▶ _Exercise directions_: Using the data below, repeat all of it precisely.

▶ _Data extracts_:
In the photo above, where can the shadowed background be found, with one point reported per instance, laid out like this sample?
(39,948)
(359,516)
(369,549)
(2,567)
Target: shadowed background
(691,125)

▶ _Result of the task_:
In the photo above, where can the shadowed background be found, with one point reported per instance, laid out like this sample?
(39,948)
(359,516)
(369,549)
(2,567)
Target: shadowed background
(691,125)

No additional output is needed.